(Dataset excerpt)
──────────────────────────────
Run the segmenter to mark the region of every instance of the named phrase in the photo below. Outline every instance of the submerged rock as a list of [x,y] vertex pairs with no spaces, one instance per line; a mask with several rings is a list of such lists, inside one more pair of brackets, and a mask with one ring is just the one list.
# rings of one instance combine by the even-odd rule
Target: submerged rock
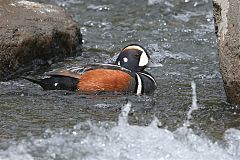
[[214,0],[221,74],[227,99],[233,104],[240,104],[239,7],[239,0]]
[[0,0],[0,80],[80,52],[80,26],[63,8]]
──────────────────────────────
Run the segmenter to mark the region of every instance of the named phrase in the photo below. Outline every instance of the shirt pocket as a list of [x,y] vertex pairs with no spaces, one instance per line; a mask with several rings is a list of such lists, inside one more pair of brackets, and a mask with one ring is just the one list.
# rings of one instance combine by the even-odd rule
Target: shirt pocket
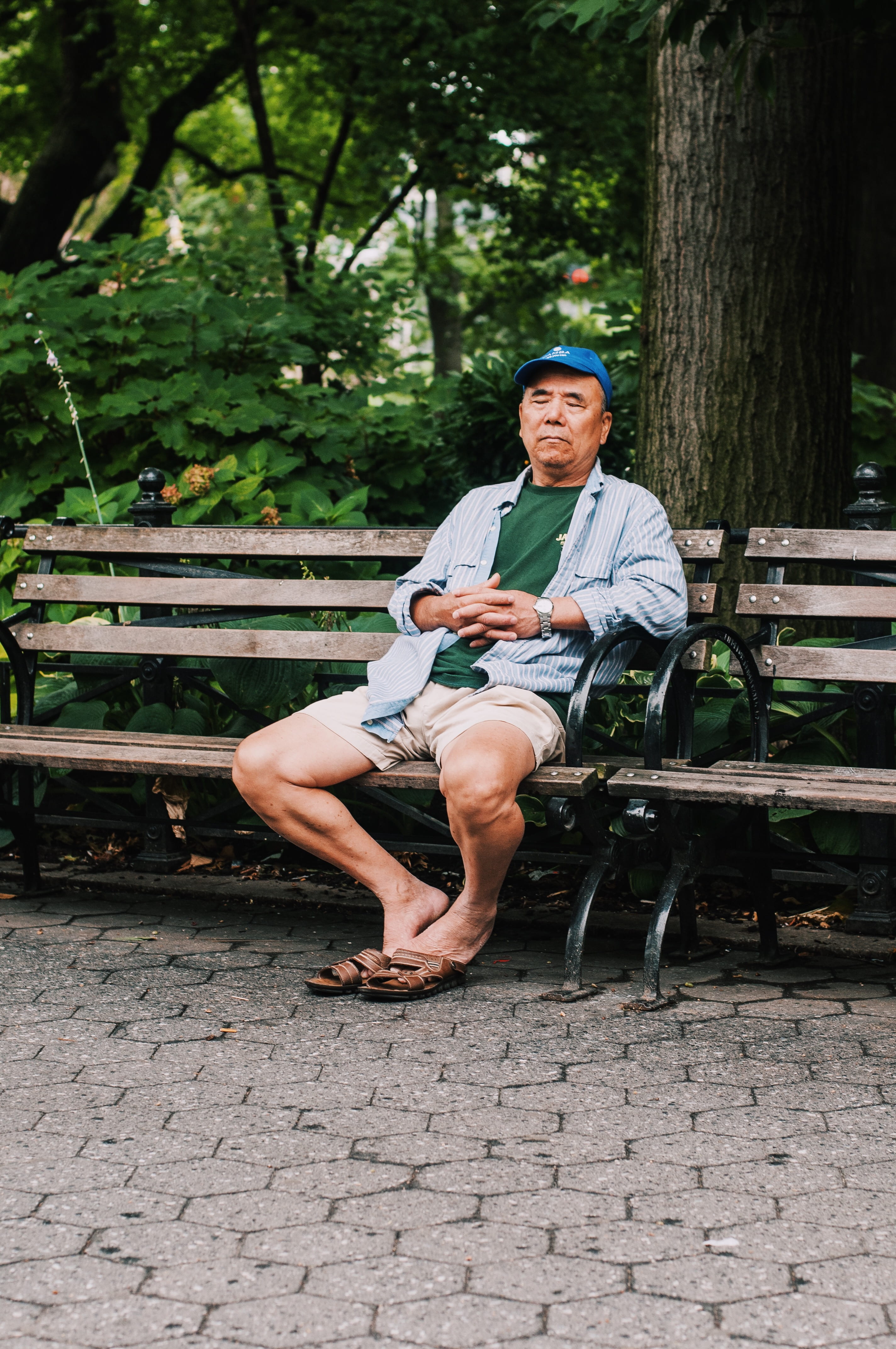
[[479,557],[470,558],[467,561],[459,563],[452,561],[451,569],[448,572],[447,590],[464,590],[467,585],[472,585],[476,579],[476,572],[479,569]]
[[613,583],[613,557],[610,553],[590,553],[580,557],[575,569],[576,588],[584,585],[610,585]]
──────────────────────────────
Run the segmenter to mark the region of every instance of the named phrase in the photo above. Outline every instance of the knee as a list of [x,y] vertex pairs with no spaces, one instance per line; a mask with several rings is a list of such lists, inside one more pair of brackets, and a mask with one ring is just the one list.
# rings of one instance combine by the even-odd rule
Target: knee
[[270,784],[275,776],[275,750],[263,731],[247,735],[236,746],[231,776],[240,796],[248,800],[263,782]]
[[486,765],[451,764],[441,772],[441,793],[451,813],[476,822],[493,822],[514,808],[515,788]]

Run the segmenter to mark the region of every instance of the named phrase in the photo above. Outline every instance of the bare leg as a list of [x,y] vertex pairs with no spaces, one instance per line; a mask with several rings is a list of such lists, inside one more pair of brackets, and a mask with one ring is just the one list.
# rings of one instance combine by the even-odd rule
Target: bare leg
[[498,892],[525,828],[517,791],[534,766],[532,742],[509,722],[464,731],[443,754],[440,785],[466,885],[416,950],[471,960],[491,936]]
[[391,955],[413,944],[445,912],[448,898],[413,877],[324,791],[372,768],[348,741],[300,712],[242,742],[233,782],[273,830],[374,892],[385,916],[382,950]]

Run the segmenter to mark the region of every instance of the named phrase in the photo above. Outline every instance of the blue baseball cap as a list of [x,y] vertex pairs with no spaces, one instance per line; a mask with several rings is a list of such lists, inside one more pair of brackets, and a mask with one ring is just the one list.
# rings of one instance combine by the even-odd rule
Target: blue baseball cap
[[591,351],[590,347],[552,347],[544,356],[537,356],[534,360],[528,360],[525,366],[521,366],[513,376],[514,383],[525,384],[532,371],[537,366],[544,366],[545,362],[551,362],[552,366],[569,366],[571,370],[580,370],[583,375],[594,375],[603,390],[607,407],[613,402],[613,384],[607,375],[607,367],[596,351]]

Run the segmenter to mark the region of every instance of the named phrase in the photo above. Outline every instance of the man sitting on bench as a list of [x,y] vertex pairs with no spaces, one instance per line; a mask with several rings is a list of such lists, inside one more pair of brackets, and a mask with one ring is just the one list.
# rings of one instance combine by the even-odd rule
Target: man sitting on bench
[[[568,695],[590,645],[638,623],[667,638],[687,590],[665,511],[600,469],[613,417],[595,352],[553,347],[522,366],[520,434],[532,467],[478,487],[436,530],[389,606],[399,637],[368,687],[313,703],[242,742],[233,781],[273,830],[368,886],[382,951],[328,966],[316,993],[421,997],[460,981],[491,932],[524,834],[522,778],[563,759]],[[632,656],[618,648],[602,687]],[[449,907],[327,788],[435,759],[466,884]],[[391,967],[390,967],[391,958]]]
──────────────────────────────
EXERCISE BRIEF :: Please reproduce the listing lines word for word, from the line containing "of the blue" through the line containing "Target: blue baseball cap", including both of those lines.

CORRECT RESPONSE ::
Run the segmenter to mark the region of every instance of the named phrase in the photo above. Outline every instance of the blue baseball cap as a list of [x,y] vertex pairs with no spaces, one instance per line; a mask with several rings is a list of such lists, inside one more pair of brackets, and a mask with one ring is just the one list.
# rings of one instance combine by the even-odd rule
Target: blue baseball cap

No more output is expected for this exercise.